● Task directions
Counting every line in the entries below where the word "like" occurs, report how many there are. Give only that number.

● Records supplied
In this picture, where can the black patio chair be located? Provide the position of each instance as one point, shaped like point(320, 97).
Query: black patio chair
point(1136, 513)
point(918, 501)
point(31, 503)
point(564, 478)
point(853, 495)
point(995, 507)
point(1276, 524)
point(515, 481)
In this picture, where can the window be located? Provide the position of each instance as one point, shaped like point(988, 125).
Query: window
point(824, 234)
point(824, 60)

● Output for this task
2